▼

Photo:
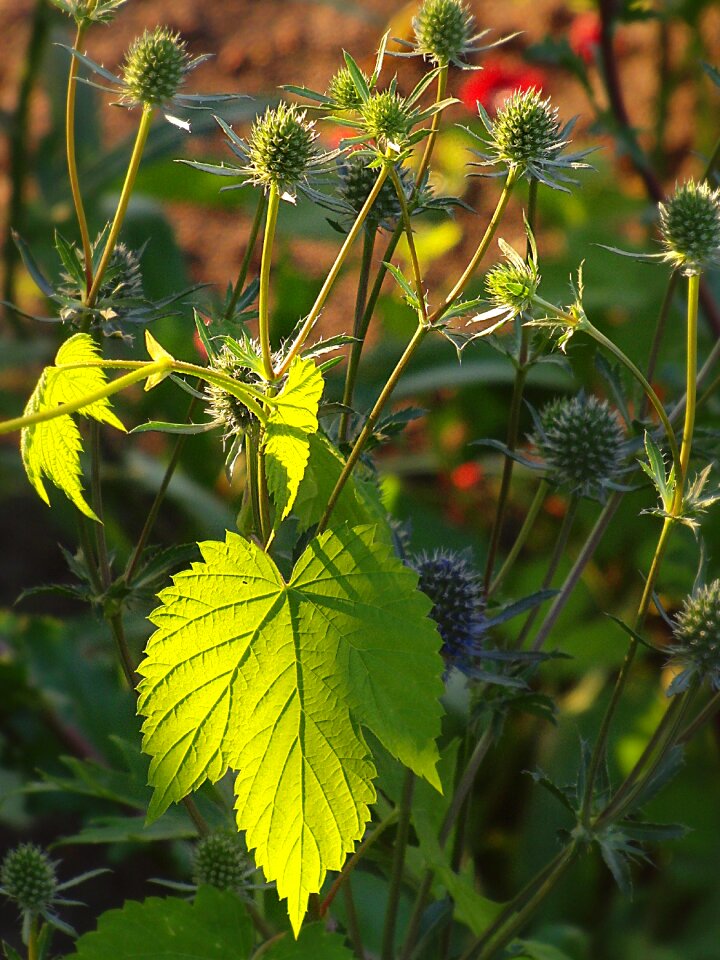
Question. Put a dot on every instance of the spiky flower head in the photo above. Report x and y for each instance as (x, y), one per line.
(454, 587)
(526, 137)
(581, 441)
(356, 182)
(386, 118)
(28, 877)
(443, 30)
(696, 636)
(219, 861)
(280, 147)
(343, 92)
(155, 67)
(690, 227)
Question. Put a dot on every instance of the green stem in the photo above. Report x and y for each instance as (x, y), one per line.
(467, 274)
(576, 571)
(72, 158)
(334, 271)
(273, 207)
(398, 867)
(18, 159)
(359, 330)
(521, 538)
(245, 265)
(554, 563)
(133, 166)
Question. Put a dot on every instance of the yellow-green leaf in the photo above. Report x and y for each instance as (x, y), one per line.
(52, 449)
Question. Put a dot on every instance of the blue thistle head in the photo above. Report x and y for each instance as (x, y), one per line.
(449, 580)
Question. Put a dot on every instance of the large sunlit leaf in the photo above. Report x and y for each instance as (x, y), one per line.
(52, 449)
(275, 679)
(214, 927)
(292, 420)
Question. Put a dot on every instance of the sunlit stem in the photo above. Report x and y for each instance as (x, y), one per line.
(128, 185)
(264, 295)
(72, 159)
(333, 274)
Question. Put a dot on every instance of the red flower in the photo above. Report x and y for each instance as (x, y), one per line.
(584, 35)
(496, 81)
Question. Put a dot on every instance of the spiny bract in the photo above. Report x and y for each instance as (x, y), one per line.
(449, 580)
(690, 226)
(581, 441)
(443, 30)
(155, 66)
(28, 877)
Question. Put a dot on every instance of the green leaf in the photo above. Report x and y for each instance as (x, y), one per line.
(358, 503)
(52, 449)
(275, 680)
(292, 420)
(214, 927)
(314, 941)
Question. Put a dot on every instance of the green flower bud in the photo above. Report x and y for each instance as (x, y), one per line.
(343, 91)
(28, 877)
(581, 441)
(280, 147)
(386, 118)
(696, 636)
(155, 67)
(443, 30)
(219, 861)
(527, 129)
(690, 226)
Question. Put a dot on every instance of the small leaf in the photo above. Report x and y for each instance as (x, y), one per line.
(275, 679)
(292, 420)
(214, 927)
(52, 449)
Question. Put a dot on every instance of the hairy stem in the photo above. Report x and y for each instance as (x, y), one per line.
(128, 185)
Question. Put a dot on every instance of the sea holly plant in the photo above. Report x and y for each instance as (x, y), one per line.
(318, 692)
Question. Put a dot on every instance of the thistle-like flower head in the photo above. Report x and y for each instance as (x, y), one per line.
(581, 441)
(526, 137)
(449, 580)
(690, 227)
(155, 67)
(696, 638)
(219, 860)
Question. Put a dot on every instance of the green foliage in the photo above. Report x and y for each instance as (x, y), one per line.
(52, 449)
(214, 927)
(290, 672)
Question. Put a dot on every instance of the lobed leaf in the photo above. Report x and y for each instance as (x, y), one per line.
(275, 679)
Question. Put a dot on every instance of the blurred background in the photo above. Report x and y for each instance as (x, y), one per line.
(633, 73)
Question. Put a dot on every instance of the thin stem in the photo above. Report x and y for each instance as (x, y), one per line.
(481, 250)
(357, 856)
(374, 415)
(521, 538)
(249, 249)
(273, 207)
(334, 271)
(576, 571)
(152, 515)
(72, 158)
(18, 159)
(133, 166)
(359, 330)
(407, 226)
(553, 564)
(398, 867)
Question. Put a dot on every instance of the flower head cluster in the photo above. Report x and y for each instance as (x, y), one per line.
(219, 860)
(526, 138)
(690, 227)
(581, 442)
(449, 580)
(696, 636)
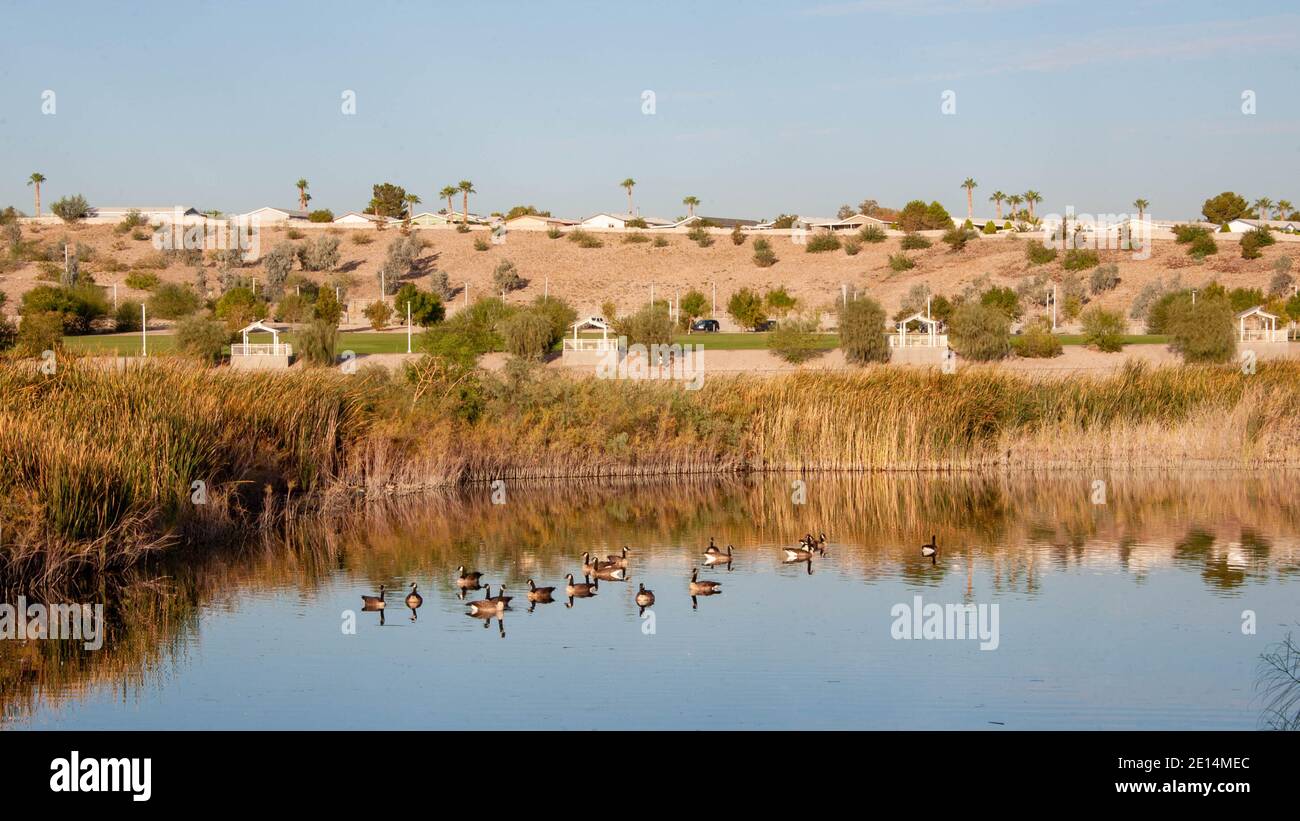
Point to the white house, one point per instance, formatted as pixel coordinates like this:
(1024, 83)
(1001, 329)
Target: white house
(1259, 325)
(274, 216)
(537, 222)
(358, 218)
(620, 221)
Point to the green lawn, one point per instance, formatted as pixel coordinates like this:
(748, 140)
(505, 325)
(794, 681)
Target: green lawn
(129, 344)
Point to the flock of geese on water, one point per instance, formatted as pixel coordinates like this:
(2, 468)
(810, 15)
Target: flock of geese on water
(612, 568)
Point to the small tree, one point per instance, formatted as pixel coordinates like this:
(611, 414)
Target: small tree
(796, 339)
(1201, 331)
(862, 331)
(746, 308)
(202, 337)
(506, 277)
(980, 333)
(378, 313)
(1104, 329)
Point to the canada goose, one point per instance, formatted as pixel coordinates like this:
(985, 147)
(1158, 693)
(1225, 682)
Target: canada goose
(488, 604)
(538, 594)
(414, 599)
(468, 581)
(590, 564)
(580, 590)
(645, 598)
(930, 550)
(714, 555)
(702, 587)
(373, 603)
(610, 574)
(501, 596)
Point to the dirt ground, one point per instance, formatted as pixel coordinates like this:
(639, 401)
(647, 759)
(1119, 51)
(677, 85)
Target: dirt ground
(624, 273)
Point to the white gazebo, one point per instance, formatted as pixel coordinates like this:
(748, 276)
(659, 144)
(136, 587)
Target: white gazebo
(1259, 325)
(589, 343)
(274, 348)
(926, 334)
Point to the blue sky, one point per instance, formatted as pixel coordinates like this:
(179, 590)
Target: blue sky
(761, 107)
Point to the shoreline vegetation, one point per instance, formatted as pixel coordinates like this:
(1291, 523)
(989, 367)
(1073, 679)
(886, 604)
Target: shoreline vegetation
(103, 464)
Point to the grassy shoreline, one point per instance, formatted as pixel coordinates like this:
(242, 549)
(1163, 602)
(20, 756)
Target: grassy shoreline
(102, 463)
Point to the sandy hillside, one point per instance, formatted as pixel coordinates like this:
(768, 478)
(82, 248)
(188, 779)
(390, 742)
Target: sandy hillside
(623, 273)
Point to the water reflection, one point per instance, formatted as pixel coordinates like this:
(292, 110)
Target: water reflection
(1038, 543)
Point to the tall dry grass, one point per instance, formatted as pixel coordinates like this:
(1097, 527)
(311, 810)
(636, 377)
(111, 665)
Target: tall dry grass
(99, 463)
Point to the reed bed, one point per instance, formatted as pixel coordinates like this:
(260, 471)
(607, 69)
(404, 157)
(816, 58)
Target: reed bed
(99, 464)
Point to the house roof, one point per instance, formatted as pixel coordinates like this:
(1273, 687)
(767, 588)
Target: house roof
(1256, 311)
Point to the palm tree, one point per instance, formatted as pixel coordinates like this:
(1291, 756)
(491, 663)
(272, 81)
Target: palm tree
(997, 196)
(970, 202)
(1030, 199)
(35, 179)
(1015, 199)
(466, 190)
(447, 192)
(629, 183)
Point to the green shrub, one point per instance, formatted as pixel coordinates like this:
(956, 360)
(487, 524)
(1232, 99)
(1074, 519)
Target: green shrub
(901, 263)
(1079, 259)
(126, 318)
(1203, 247)
(584, 239)
(650, 325)
(957, 238)
(819, 243)
(1204, 331)
(1104, 278)
(142, 279)
(872, 234)
(316, 342)
(40, 331)
(378, 313)
(528, 334)
(70, 208)
(1039, 253)
(173, 300)
(746, 307)
(239, 307)
(425, 307)
(980, 333)
(796, 339)
(1104, 329)
(1004, 299)
(862, 331)
(1253, 240)
(202, 337)
(78, 305)
(1038, 341)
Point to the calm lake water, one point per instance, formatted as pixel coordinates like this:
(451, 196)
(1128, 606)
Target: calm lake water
(1109, 616)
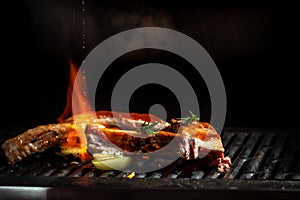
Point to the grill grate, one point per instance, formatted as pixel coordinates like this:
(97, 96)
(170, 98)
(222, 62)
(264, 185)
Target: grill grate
(256, 155)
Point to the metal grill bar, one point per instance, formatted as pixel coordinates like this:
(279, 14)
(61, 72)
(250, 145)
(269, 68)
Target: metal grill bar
(255, 155)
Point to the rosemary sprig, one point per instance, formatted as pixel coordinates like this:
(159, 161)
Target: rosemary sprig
(189, 119)
(148, 128)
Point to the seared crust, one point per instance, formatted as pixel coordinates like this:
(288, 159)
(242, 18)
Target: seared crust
(34, 141)
(187, 145)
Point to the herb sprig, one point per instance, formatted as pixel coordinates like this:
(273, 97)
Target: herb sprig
(189, 119)
(148, 128)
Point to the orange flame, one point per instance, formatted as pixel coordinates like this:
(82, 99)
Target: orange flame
(76, 96)
(80, 91)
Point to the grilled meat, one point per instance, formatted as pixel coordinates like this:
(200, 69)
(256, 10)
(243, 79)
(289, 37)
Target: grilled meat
(35, 140)
(196, 141)
(116, 133)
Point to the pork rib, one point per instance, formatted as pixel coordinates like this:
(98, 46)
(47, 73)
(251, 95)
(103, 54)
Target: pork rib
(198, 140)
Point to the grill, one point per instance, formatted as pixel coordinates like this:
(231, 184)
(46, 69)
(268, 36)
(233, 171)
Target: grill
(264, 162)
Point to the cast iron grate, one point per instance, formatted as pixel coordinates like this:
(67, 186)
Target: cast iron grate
(256, 155)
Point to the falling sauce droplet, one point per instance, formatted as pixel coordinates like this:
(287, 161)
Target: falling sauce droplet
(83, 46)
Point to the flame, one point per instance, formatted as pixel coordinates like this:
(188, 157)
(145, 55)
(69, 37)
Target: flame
(79, 96)
(76, 97)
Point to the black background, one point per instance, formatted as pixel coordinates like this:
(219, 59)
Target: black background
(254, 44)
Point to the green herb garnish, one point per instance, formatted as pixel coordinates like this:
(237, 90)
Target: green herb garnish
(148, 128)
(189, 119)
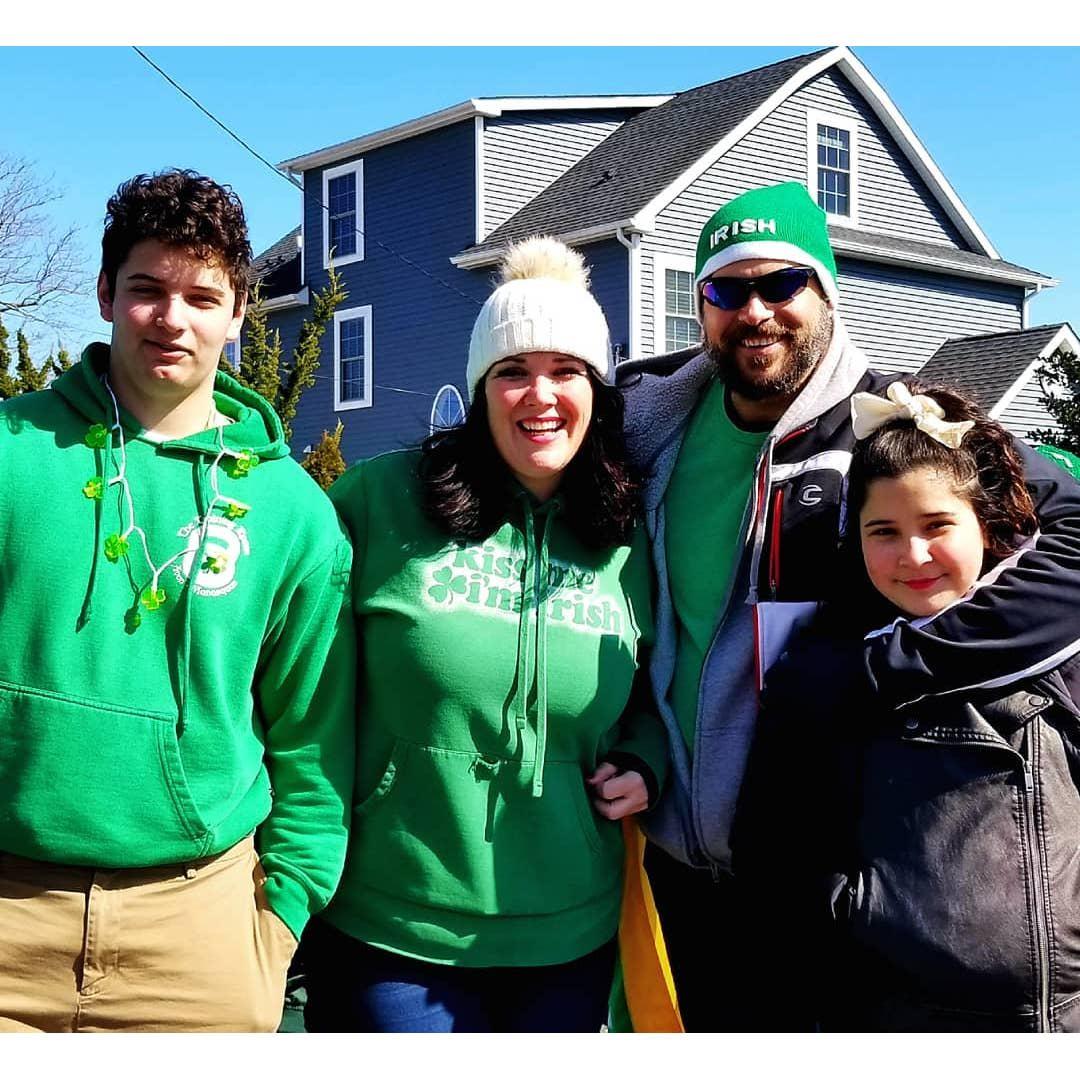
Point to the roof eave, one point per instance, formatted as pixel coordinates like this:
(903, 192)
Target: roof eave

▲

**Task objective**
Write out the lines of the listing from the one that holds "Point to the seared" to the very last line, both included, exactly as they appear and without any pictures.

**Problem solution**
Point to the seared crust, one point per instance, formatted as pixel coordinates like this:
(288, 159)
(242, 18)
Target: seared crust
(34, 141)
(187, 145)
Point to the herb sprig, one point per instance, formatted as pixel coordinates like this:
(273, 97)
Target: herb sprig
(189, 119)
(148, 128)
Point to the orange flame, one point per instance, formatted as pixel coordinates like this:
(82, 99)
Target: orange flame
(76, 96)
(80, 91)
Point to the grilled meat, one point per instance, formatted as pixel coordinates like this:
(200, 69)
(256, 10)
(243, 79)
(289, 37)
Target: grilled meat
(35, 140)
(196, 141)
(116, 133)
Point to the pork rib, one point per instance, formatted as pixel coordinates like this:
(98, 46)
(47, 73)
(251, 95)
(103, 54)
Target: pork rib
(198, 140)
Point to the grill, one point per instance, formatted as pixel coordinates like this:
(231, 184)
(46, 69)
(268, 36)
(233, 171)
Target: grill
(264, 162)
Point to the cast iron grate, one point per instance, formatted as pixel coordinates like this:
(67, 186)
Target: cast iron grate
(256, 155)
Point to the falling sauce droplet, one point per instance, formatted as pixel coordinates like this:
(287, 161)
Target: falling sauce droplet
(83, 46)
Point to the flame, one point per instance, formatted as pixel coordinates like this:
(188, 157)
(145, 55)
(69, 37)
Target: flame
(79, 96)
(76, 97)
Point to the black background, one point per instance, formatted as pixel coordinates like this:
(219, 59)
Target: black background
(254, 44)
Point to the green herb garnish, one point per instance, formatted as pixel coordinates like this:
(237, 90)
Target: green herb garnish
(148, 128)
(189, 119)
Point to the roof eave, one point per instance, formatted as pixel coordinates like this:
(903, 192)
Target: roof eave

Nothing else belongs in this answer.